做什么: 从下面讲手机休眠的那段文字里原样摘出一段:从写着“early suspend的执行”的地方开始,到“char *buf, size_t n)”为止。

所给文字:
===============
分类:
2012-08-28 11:48:02
当手机满足一定的条件时,会进入休眠状态。从手机进入休眠到唤醒,主要分为三个阶段:
early suspend
suspend
late resume
early suspend执行在休眠前需要完成的一些工作,late resume完成在退出休眠后进行的一些扫尾工作。early suspend与late resume执行的操作是一一对应的。
early_suspend的结构
需要early suspend和late resume执行的操作,通过函数register_early_suspend注册,unregister_early_suspend取消注册。
early_suspend的结构体如下:
struct early_suspend {
struct list_head link;
int level; //节点的级别,控制执行顺序
void (*suspend)(struct early_suspend *h); //early_suspend执行的函数
void (*resume)(struct early_suspend *h); //late_resume执行的函数
};
register_early_suspend(struct early_suspend *handler)
{
struct list_head *pos;
list_for_each(pos, &early_suspend_handlers) {
struct early_suspend *e;
e = list_entry(pos, struct early_suspend, link);
if (e->level > handler->level)
break;
}
list_add_tail(&handler->link, pos);
if ((state & SUSPENDED) && handler->suspend)
handler->suspend(handler);
}
注册early_suspend变量,就是在链表early_suspend_handlers中增加该节点,level小的节点排前面。所有early_suspend注册结束后,early_suspend_handlers就是按照节点的level从小到大排列的链表。
early suspend的执行
在文件系统中有一个虚拟的文件:/sys/power/state
向该文件写入字符串“mem”,则启动进入休眠的过程。
向该文件写入字符串“on”,则手机退出休眠状态。
其中Const char* const pm_states[PM_SUSPEND_MAX] = {
[PM_SUSPEND_ON]="on",
...................
[PM_SUSPEND_MEM] = "mem",
};
向state文件写入字符串,对应函数的操作如下:
static ssize_t state_store(struct kobject *kobj, struct kobj_attribute *attr,
const char *buf, size_t n)
{
suspend_state_t state = PM_SUSPEND_ON;//初始化值为“on”=0
const char * const *s;
char *p;
int len;
p = memchr(buf, '\n', n);
len = p ? p - buf : n;//取出输入字符串的长度
for (s = &pm_states[state]; state < PM_SUSPEND_MAX; s++, state++) {
if (*s && len == strlen(*s) && !strncmp(buf, *s, len))
break;//找到对应的输入状态
}
if (state < PM_SUSPEND_MAX && *s)
if (state == PM_SUSPEND_ON || valid_state(state)) {//如果状态为“on”或者“mem”
===============
所给数据:
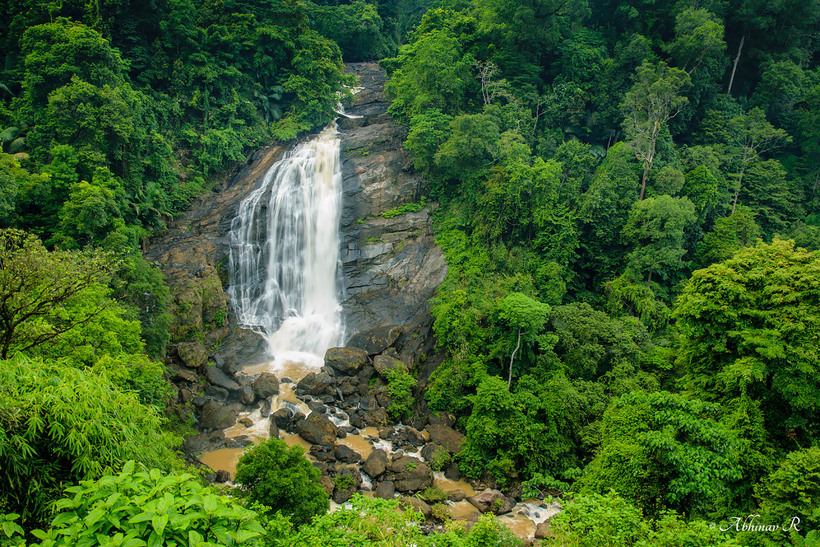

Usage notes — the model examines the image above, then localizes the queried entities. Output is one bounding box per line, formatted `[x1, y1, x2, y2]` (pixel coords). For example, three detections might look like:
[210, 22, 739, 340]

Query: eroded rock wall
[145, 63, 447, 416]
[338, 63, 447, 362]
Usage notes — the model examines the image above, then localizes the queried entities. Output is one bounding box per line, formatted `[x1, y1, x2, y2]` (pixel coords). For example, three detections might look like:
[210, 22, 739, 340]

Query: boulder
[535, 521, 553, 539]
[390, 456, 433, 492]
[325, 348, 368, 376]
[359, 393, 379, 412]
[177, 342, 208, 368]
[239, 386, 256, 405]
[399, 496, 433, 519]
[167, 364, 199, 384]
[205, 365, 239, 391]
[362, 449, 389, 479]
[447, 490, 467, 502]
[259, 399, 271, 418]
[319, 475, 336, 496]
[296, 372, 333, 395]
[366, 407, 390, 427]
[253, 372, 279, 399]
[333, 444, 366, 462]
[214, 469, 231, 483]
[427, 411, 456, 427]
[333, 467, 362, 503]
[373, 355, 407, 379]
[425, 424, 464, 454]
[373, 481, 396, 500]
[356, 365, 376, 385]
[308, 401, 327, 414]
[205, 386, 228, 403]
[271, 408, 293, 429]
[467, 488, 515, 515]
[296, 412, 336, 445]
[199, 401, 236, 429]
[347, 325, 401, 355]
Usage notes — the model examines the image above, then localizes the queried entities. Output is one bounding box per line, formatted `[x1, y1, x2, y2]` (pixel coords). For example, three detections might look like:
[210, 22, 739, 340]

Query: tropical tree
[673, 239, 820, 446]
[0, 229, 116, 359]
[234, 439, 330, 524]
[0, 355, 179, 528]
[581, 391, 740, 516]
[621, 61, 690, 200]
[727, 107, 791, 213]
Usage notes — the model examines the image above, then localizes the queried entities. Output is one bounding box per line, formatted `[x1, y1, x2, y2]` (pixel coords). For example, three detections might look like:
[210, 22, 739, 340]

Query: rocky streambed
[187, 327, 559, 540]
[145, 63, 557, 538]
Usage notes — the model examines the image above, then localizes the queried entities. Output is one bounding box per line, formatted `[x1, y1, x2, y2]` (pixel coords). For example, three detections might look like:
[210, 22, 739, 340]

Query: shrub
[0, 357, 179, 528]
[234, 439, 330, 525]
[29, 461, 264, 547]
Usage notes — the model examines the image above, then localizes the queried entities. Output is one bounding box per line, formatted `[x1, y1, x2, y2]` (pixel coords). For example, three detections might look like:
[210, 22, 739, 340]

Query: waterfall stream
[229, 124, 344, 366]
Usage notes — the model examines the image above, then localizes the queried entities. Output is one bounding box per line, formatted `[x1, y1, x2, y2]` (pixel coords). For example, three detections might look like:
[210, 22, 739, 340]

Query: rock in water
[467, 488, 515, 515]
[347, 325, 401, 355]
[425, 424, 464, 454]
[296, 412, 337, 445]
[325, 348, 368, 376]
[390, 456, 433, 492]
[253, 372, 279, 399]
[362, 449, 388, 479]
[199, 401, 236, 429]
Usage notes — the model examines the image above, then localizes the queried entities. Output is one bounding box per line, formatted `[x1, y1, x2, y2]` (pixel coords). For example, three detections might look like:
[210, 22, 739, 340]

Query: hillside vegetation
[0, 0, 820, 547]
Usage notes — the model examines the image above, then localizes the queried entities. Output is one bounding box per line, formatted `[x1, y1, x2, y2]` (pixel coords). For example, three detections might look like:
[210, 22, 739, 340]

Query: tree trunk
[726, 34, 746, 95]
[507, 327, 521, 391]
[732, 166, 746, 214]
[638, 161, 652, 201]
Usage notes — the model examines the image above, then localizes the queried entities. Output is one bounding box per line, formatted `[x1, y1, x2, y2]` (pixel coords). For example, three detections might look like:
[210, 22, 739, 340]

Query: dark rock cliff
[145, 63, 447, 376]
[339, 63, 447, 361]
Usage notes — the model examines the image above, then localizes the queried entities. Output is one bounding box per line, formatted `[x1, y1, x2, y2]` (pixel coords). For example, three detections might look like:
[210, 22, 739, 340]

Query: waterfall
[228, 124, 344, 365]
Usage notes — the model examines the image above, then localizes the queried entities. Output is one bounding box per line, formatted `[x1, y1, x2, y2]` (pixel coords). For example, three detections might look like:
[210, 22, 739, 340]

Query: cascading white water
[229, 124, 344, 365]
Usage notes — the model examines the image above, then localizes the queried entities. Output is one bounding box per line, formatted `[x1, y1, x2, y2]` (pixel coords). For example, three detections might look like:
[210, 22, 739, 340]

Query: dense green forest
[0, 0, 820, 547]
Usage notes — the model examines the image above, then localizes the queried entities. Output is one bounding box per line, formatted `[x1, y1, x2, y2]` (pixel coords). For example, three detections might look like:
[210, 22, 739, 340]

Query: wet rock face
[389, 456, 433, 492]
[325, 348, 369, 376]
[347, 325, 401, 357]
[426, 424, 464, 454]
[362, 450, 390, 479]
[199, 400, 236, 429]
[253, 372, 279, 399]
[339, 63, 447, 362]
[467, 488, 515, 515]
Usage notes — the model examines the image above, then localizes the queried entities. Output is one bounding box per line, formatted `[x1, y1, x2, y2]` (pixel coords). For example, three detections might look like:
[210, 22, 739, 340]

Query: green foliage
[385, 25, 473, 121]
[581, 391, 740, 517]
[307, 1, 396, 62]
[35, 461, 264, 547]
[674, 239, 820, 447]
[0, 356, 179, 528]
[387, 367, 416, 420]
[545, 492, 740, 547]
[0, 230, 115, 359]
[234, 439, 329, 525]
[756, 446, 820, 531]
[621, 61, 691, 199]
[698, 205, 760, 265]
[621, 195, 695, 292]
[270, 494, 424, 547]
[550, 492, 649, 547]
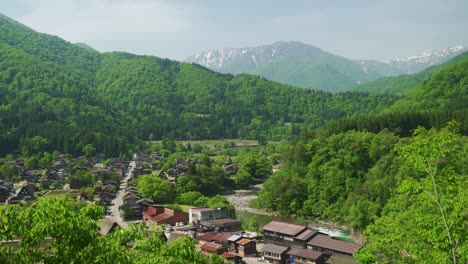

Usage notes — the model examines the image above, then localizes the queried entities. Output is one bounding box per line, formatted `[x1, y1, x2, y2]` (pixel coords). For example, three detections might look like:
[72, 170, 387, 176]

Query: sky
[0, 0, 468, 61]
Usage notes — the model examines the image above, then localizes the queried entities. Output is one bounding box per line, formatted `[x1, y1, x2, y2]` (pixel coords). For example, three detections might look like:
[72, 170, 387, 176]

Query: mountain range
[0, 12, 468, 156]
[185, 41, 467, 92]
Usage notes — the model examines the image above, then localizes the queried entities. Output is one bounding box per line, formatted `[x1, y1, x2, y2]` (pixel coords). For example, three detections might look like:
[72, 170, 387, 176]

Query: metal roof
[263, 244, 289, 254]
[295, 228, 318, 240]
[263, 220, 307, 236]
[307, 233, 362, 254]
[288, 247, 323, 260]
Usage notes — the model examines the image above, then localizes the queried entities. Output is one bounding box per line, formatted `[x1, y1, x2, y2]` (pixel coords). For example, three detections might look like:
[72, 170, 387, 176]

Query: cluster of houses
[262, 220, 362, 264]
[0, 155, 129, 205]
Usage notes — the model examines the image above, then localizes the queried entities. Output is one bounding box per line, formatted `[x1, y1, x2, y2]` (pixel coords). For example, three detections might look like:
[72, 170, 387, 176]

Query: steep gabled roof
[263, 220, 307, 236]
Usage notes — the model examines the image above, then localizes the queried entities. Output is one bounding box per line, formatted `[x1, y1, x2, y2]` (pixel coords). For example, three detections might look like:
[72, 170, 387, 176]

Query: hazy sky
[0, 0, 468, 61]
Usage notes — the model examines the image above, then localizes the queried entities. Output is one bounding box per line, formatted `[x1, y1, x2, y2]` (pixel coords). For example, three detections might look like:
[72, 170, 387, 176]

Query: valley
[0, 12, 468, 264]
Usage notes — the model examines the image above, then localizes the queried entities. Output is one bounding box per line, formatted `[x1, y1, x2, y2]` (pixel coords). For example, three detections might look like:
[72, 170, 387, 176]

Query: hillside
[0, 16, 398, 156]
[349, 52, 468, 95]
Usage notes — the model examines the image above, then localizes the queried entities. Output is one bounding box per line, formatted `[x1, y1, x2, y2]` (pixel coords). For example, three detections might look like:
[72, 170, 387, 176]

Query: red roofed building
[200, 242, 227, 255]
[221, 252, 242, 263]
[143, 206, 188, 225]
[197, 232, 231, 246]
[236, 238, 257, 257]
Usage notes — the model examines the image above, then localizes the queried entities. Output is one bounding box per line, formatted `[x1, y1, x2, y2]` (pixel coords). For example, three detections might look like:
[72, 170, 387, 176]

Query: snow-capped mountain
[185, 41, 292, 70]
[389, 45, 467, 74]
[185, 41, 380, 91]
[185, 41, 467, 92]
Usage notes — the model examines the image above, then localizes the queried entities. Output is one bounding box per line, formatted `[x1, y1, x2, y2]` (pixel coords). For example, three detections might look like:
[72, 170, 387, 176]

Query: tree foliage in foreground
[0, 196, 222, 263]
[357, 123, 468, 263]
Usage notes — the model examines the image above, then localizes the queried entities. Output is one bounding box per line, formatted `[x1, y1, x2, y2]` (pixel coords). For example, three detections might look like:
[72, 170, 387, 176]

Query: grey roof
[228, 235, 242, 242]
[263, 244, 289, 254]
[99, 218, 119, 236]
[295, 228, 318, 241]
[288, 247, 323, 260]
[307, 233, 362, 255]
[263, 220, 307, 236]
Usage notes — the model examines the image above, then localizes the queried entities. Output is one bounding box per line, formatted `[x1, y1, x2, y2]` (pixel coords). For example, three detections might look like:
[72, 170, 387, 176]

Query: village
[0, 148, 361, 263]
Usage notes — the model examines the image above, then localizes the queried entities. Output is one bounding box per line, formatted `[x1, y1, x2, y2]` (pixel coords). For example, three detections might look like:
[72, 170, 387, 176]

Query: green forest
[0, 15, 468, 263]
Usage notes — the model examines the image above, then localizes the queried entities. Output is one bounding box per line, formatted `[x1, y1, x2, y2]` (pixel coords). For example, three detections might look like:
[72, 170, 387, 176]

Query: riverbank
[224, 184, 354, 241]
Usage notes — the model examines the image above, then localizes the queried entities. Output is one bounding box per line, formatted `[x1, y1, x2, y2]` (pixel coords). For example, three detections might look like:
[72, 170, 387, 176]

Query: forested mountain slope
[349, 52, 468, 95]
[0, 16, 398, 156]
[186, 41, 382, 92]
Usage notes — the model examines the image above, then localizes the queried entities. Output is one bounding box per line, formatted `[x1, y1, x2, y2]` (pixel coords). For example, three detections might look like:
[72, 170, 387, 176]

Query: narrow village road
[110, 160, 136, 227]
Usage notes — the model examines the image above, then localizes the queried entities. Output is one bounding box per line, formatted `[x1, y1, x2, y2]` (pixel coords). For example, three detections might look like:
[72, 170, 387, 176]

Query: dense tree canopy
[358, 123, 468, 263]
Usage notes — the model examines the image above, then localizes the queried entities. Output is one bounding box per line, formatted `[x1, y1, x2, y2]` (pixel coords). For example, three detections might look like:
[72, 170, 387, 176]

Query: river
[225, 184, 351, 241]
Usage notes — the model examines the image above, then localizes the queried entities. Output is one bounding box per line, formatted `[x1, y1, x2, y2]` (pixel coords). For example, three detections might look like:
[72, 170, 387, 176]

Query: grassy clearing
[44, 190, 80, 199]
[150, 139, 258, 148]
===============
回答:
early suspend的执行
在文件系统中有一个虚拟的文件:/sys/power/state
向该文件写入字符串“mem”,则启动进入休眠的过程。
向该文件写入字符串“on”,则手机退出休眠状态。
其中Const char* const pm_states[PM_SUSPEND_MAX] = {
[PM_SUSPEND_ON]="on",
...................
[PM_SUSPEND_MEM] = "mem",
};
向state文件写入字符串,对应函数的操作如下:
static ssize_t state_store(struct kobject *kobj, struct kobj_attribute *attr,
const char *buf, size_t n)